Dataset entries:

--- --- ---

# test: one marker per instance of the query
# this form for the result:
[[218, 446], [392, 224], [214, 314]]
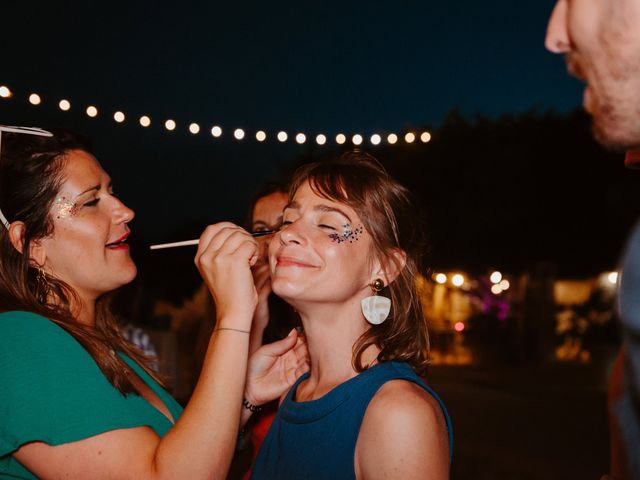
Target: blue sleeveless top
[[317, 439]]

--- --- ---

Required action:
In the records above, find the line that contains "# this form". Print it and every later line exactly, omitting the pictures.

Your response:
# this form for the result:
[[218, 446], [392, 224], [214, 314]]
Target: blue sleeveless top
[[317, 439]]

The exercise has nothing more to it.